===== Passage given =====
Page History

...

Using the API in the section, users can register a Session in the Gateway, which maintains the user-level configuration and resources.

OpenSession

/v1/sessions
Verb: POST	Response code: 200 OK
Create a new session with the specific configuraion. In the release-1.16, we only supports to load the jar in the local file system. But we can extend this feature to load the jar in the remote filesystem, e.g. HDFS.
Request body	{ "session_name": "", # optional "libs": [], # optional. "jars": [], # optional "properties": { # optional, properties for current session "key": "value" } }
Response body	{ "session_handle": "", # if session is created successfully }

CloseSession

/v1/sessions/:session_handle
Verb: DELETE	Response code: 200 OK
Close a session, release related resources including operations and properties
Request body	{}
Response body	{ "status": "CLOSED" # if cancel successfully }

Get Session Config

/v1/sessions/:session_handle
Verb: GET	Response code: 200 OK
Get the session config with the specified session handle.
Request body	{}
Response body	{ "properties": { "key": "value" } }

Initialize Session

/v1/sessions/:session_handle/initialize_session
Verb: POST	Response code: 200 OK
Configures the session with the statement which could be SET/RESET/CREATE/ DROP/LOAD/UNLOAD/USE/ALTER/ADD JAR/REMOVE JAR. It can be used to initialize the Session: register Catalog register user defined function create predefined table Note: The statement must be a single command, otherwise the server will throw an exception.
Request body	{ "statement": "", # required "execution_timeout": "" # execution time limit in milliseconds, optional }
Response body	{}

Trigger Session Heartbeat

/version/sessions/:session_handle/heartbeat
Verb: POST	Response code: 200 OK
Trigger heartbeat to tell the server that the client is active, and to keep the session alive as long as configured timeout value. If a session does not receive a heartbeat or any other operations, the session will be destroyed when the timeout is reached.
=====
Set problem a: Turn the session API page's paragraph beginning "Configures the session with the statement" into a short bulleted list that keeps its main facts.
The records have no connection to the session API page.
===== Data supplied =====
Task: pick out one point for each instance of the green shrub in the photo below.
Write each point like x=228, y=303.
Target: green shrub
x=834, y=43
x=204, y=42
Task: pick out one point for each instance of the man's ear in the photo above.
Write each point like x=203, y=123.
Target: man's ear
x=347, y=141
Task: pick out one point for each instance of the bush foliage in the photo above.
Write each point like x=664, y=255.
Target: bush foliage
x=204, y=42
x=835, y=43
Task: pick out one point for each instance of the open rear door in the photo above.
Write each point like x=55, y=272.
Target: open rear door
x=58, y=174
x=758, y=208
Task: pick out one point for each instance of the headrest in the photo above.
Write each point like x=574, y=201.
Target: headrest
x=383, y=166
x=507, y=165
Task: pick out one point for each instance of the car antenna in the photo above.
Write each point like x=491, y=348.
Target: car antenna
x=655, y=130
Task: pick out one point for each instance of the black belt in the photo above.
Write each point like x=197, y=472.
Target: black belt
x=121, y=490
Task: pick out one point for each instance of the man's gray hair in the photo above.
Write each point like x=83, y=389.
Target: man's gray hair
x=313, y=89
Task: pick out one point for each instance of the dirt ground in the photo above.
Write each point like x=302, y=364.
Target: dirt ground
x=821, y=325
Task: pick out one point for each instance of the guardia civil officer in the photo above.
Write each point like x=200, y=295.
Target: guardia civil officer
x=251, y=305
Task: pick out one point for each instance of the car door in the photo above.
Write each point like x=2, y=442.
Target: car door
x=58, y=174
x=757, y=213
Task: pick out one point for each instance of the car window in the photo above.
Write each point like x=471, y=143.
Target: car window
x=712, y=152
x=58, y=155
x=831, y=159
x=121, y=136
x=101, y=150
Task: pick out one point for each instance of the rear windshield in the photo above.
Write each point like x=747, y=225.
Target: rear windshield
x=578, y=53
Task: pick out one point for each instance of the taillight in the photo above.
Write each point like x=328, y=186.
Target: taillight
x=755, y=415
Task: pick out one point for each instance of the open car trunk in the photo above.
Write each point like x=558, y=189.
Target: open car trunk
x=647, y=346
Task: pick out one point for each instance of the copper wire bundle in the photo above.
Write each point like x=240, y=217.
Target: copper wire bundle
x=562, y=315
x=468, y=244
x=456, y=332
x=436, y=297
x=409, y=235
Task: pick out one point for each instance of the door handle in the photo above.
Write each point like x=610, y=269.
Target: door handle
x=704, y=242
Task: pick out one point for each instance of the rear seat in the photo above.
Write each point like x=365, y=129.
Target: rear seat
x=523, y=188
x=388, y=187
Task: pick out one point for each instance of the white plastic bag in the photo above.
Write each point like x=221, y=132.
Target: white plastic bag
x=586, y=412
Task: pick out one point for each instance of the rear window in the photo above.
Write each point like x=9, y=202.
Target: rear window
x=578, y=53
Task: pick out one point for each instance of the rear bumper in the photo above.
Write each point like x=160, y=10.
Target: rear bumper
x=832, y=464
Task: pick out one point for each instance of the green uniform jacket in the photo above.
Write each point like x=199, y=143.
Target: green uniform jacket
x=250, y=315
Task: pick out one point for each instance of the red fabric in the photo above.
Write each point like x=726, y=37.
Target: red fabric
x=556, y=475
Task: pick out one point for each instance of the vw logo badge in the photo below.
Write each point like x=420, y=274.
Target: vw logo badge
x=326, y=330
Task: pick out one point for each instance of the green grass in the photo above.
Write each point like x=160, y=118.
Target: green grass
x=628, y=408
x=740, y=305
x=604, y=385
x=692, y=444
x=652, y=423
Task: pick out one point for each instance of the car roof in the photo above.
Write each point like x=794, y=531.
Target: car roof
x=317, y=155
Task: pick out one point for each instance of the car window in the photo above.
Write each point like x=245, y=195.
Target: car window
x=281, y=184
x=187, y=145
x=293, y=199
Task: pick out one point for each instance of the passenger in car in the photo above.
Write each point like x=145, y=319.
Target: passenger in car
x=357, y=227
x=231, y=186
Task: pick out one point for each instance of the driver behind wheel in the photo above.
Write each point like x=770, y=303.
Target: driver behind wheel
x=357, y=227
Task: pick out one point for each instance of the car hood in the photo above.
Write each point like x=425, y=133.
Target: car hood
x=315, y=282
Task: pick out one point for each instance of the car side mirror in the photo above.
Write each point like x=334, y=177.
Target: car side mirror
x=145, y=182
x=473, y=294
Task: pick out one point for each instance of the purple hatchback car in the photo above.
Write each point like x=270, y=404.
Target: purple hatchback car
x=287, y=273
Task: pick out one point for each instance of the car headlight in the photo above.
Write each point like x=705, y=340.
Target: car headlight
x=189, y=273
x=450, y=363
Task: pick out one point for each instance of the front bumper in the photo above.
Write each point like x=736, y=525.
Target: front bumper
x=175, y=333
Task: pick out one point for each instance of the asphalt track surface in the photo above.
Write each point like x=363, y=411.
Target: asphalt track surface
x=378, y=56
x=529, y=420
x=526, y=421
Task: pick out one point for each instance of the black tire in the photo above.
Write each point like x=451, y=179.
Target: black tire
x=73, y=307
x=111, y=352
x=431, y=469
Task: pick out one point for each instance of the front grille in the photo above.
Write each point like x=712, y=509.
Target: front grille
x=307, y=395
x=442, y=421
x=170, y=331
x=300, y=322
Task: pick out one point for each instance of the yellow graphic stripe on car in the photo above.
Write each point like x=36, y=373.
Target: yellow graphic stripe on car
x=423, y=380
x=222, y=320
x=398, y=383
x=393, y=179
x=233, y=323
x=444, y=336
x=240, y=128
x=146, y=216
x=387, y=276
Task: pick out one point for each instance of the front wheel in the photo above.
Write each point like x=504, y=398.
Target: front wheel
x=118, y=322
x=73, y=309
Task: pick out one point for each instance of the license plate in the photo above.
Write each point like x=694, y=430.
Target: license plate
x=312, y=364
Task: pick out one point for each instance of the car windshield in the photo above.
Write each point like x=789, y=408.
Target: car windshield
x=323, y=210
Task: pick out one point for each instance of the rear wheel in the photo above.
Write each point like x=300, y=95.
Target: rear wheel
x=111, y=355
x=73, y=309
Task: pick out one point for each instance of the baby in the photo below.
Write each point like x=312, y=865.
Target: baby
=====
Set problem b: Put the part of the records that opens with the line containing "Task: pick out one point for each instance of the copper" and closes with the line containing "x=409, y=235" into a Markdown table with the columns n and Line, numbering each row and leaving out blank lines.

Full answer a:
- Configures the session with one statement: SET, RESET, CREATE, DROP, LOAD, UNLOAD, USE, ALTER, ADD JAR or REMOVE JAR.
- Used to initialize the session:
  - register a catalog
  - register a user-defined function
  - create a predefined table
- The statement must be a single command, or the server throws an exception.

Full answer b:
| n | Line |
|---|---|
| 1 | Task: pick out one point for each instance of the copper wire bundle in the photo above. |
| 2 | Write each point like x=240, y=217. |
| 3 | Target: copper wire bundle |
| 4 | x=562, y=315 |
| 5 | x=468, y=244 |
| 6 | x=456, y=332 |
| 7 | x=436, y=297 |
| 8 | x=409, y=235 |